**Dataset entries:**

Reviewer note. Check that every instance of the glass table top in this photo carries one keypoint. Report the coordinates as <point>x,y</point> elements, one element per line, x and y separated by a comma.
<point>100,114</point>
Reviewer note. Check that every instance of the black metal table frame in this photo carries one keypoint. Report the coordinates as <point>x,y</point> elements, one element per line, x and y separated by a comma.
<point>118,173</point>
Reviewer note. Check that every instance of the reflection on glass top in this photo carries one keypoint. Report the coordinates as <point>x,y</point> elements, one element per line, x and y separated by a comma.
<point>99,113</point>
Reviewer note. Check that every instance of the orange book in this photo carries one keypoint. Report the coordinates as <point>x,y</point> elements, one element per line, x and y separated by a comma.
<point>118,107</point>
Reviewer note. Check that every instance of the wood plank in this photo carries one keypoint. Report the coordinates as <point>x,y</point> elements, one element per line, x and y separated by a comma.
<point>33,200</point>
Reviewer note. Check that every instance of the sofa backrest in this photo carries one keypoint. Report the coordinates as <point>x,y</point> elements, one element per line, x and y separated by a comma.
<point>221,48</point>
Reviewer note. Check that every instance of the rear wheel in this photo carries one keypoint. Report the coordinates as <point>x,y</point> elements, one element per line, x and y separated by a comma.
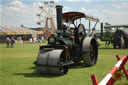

**Your task:**
Render the material above as a Markdown table with the columns Row and Text, where Row holds the line number and Text holds the line itself. Skip blank lines and omit the pictures.

**Answer in full:**
| Row | Text |
|---|---|
| 1 | Reviewer note. Check that every instance of the glass table top in this photo carries one keypoint. Report the coordinates as <point>x,y</point> elements, one element per line, x and y separated by a comma. |
| 2 | <point>100,114</point> |
| 3 | Reviewer note. Check that every instance of the black metal table frame in this photo carries one keypoint. Report the coordinates as <point>x,y</point> elements, one element per line, x and y separated by a comma. |
| 4 | <point>118,173</point> |
| 5 | Reviewer note. Check that every instance of the reflection on glass top in this photo carries one keypoint. Report the coordinates as <point>x,y</point> elements, one element per line, x and y separated by a comma. |
| 6 | <point>99,113</point> |
| 7 | Reviewer note. Check that every instance of the orange book in this photo carries one keypoint. Report the coordinates as <point>x,y</point> elements, one element per line, x and y separated by a comma. |
| 8 | <point>118,107</point> |
| 9 | Reviewer note. Check that every instance of the wood plank in this photo carries one keypoint. Report the coordinates as <point>x,y</point> elements, one element per line, x and y separated by a comma. |
| 10 | <point>33,200</point> |
| 11 | Reviewer note. Check that every instance of the sofa backrest in this photo carries one keypoint. Report the coordinates as <point>x,y</point> elements, one element per line, x and y separated by a comma. |
| 12 | <point>221,48</point> |
| 13 | Reviewer note. Check that every instance of the rear wheel in this photo carries one keypoint. Report the coordinates as <point>x,y</point> elements, one element per line, x and y separated by a comma. |